An angiogram is an x-ray exam that allows the radiologist to study blood vessels and organs by injecting a contrast material into the blood vessels so they may be viewed on an x-ray film. An angiogram examination assists your doctor in making a diagnosis. The radiologist interprets the information from the procedure and reports it to your doctor, who, in turn, will discuss the report with you.
Most of the time, an angiogram is an outpatient procedure. You will need to have someone with you who can drive you home after the procedure. Occasionally, an overnight stay may be required for some patients. If you know that you have an allergy (of any kind), tell your doctor prior to the examination. Also, if you are a woman of child-bearing age and there is a possibility that you may be pregnant, be sure to tell your doctor this information, as well.
Although your medical center may have specific protocols in place, generally, an angiogram procedure follows this process:
- There is little preparation necessary prior to the procedure, however, you:
- should have no food or drink after midnight on the night before the angiogram.
- may be asked to wear a hospital gown.
- should empty your bladder before the exam.
- may have other lab tests taken before the exam
- will have an IV in place prior to entering the procedure room.
You should tell your nurse or doctor if you have pain or anxiety, and would like medication.
- In the procedure room, you:
- will be assisted onto an x-ray table.
- will have the area cleaned and shaved where the small incision will be made.
- will have a blood pressure cuff, a heart monitor, and a pulse oximeter on your finger.
- will have a sterile drape placed on you.
- will be asked to keep your arms at your side.
- A small catheter will be inserted into the desired blood vessel through the small incision.
- The injection of contrast material is given, and you will feel a hot sensation that will last 5-20 seconds. It is very important that you remain very still during this short period of time.
- The catheter is then removed and pressure applied over the area for about 10-20 minutes to keep the artery from bleeding.
- You will be asked to lie flat in bed in a recovery room for several hours after the procedure. You may be given intravenous fluids and encouraged to take oral fluids. Your blood pressure and pulse will be monitored, and the catheter entry site checked to make sure there is no leakage from it. Any swelling, bleeding, or pain that you notice in the area where the catheter was placed should be brought to your nurse's attention.
At home, drink plenty of fluids and resume your usual diet as directed by your doctor. Avoid strenuous activities (including climbing stairs, driving, or walking any distance) for at least 12 hours. Do not take a hot bath or shower for at least 12 hours. Call your doctor if you experience any of the following:
- bleeding at the puncture site
- unusual pain or swelling at the puncture site
- abnormal discoloration or temperature change in the arm or leg of the puncture site -- however, a small bruise is not unusual.

= Action item =
Rewrite the angiogram text starting at "- may be asked" and ending at "would like medication.", swapping "IV" for "intravenous line".

= Material shown =
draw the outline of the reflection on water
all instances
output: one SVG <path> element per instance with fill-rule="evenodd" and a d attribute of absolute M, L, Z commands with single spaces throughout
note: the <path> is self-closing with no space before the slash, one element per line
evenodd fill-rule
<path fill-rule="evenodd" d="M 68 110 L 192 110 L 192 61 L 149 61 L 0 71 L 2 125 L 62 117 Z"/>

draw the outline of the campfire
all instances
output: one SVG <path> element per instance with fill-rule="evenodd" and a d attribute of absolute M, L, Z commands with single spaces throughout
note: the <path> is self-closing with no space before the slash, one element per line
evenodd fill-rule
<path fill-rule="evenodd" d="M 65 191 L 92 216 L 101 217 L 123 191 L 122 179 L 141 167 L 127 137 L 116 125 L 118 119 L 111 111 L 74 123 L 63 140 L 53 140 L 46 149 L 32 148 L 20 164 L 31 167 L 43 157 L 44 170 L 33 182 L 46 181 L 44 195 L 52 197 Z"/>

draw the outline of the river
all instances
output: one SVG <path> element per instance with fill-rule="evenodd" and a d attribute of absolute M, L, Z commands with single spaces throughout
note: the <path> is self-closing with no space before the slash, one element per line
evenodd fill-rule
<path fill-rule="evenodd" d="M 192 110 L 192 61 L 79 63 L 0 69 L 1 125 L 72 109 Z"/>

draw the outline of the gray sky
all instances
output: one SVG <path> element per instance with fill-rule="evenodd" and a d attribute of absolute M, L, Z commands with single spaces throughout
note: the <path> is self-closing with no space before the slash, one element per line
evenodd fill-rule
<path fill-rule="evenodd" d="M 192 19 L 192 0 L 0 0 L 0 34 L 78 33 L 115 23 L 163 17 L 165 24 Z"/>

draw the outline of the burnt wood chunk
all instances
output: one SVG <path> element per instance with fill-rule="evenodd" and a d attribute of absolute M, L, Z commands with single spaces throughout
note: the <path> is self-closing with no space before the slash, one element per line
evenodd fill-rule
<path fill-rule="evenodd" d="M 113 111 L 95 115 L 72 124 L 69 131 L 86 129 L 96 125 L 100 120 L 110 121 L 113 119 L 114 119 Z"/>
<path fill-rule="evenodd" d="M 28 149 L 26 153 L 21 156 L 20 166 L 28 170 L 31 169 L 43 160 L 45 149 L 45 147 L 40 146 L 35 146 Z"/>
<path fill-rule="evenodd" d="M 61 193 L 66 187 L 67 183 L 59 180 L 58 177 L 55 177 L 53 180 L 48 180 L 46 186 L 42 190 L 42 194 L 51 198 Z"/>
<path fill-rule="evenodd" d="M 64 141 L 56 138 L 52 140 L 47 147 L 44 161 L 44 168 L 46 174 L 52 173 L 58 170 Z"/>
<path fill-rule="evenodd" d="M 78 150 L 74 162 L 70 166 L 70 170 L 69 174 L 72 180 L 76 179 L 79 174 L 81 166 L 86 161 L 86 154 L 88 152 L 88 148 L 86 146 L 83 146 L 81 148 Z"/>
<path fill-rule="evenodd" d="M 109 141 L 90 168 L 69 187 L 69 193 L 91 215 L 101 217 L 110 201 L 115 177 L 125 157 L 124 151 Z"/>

= Solution for this task =
- may be asked to wear a hospital gown.
- should empty your bladder before the exam.
- may have other lab tests taken before the exam
- will have an intravenous line in place prior to entering the procedure room.
You should tell your nurse or doctor if you have pain or anxiety, and would like medication.